* **Given task**:
Return every line of the items below that contains the word "green", treating uppercase and lowercase as different.

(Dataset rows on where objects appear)
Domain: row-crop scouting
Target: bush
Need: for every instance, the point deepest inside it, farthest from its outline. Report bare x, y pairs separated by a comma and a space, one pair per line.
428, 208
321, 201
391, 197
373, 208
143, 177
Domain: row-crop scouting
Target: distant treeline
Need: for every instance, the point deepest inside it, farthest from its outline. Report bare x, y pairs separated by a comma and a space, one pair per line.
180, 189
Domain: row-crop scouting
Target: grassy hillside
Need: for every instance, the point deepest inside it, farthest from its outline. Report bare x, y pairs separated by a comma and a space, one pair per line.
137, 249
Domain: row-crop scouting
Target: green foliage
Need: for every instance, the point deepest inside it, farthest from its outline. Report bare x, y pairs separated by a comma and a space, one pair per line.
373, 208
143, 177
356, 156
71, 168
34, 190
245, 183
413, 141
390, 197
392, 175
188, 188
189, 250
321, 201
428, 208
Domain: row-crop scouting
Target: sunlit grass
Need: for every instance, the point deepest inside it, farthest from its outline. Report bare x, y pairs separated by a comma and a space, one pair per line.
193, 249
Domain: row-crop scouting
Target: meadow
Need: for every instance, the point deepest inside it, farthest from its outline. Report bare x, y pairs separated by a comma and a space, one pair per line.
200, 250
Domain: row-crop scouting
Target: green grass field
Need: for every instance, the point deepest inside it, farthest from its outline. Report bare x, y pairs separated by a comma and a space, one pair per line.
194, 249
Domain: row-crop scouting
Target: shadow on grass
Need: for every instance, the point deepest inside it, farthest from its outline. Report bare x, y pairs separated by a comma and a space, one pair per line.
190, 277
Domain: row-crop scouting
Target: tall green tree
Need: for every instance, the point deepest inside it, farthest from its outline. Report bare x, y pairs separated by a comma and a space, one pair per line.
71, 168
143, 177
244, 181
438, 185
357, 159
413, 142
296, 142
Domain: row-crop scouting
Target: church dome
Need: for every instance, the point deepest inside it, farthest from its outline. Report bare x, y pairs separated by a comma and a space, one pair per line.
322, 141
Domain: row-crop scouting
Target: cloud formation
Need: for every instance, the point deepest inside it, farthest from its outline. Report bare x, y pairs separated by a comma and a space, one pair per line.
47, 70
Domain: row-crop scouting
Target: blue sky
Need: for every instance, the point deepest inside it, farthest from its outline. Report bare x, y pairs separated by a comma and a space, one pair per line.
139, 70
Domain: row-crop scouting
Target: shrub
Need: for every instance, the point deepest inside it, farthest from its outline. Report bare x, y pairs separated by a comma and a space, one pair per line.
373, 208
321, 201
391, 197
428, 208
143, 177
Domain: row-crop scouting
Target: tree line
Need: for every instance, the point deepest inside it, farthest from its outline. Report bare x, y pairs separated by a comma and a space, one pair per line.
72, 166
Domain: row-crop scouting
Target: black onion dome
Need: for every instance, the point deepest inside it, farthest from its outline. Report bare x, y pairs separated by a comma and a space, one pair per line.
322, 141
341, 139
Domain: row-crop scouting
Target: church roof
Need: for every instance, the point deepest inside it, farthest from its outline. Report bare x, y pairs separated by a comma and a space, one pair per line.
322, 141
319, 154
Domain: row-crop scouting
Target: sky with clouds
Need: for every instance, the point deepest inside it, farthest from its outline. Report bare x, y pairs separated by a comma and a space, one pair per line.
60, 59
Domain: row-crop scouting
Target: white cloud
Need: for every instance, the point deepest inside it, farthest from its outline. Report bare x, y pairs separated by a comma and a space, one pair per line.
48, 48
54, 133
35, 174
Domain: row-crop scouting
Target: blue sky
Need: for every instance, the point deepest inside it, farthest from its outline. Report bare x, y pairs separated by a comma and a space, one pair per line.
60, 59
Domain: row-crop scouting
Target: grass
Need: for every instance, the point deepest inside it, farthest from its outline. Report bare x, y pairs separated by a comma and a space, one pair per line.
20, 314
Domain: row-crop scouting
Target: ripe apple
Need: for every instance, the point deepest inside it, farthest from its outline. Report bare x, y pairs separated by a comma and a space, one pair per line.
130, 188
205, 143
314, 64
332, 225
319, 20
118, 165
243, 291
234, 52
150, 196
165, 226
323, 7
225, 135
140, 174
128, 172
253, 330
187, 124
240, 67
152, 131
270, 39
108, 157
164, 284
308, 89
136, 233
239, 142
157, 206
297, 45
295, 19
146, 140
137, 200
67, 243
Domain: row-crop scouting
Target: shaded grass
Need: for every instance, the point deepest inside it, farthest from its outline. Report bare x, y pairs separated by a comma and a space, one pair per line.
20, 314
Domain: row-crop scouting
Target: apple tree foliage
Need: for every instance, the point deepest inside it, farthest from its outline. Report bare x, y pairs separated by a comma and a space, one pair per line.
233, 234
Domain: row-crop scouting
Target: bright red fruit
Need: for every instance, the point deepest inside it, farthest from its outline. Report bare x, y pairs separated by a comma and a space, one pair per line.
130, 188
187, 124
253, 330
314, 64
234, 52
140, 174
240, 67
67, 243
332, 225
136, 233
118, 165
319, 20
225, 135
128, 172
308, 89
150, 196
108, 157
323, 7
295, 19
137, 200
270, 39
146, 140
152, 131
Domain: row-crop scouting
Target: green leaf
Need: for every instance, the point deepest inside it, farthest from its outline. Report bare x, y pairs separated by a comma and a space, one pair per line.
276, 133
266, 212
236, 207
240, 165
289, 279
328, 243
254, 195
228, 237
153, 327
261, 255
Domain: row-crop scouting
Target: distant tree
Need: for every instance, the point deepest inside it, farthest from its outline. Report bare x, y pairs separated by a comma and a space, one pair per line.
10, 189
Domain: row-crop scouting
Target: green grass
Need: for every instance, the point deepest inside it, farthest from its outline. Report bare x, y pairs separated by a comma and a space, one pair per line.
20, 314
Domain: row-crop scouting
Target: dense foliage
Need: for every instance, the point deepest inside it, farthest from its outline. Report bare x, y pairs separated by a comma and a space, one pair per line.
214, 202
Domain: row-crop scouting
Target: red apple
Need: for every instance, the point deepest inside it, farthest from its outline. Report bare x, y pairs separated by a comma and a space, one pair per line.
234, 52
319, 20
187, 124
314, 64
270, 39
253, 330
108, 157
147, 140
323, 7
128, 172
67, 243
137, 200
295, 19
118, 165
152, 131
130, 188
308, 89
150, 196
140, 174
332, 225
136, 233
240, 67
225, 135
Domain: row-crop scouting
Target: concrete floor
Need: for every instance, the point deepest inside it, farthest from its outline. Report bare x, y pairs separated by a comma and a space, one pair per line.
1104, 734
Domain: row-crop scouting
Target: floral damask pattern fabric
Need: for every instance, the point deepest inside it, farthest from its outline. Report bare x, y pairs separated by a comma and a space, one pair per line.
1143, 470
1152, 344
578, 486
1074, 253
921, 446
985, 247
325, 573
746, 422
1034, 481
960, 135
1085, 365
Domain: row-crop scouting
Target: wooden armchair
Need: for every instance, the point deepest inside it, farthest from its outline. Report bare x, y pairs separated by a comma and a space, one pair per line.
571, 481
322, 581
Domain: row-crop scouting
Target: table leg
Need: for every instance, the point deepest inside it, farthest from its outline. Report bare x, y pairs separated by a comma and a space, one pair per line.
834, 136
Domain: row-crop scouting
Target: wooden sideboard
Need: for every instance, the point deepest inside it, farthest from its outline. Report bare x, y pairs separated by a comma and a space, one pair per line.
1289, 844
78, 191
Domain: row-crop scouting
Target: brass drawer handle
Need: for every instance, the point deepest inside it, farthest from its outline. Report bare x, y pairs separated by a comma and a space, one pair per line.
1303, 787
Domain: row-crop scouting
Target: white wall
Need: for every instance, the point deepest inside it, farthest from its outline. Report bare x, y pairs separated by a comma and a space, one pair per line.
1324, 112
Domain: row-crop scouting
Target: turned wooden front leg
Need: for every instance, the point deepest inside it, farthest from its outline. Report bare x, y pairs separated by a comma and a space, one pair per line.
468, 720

* **Complete response**:
Target: green foliage
Target: green grass field
Target: tall green tree
Target: green leaf
Target: green grass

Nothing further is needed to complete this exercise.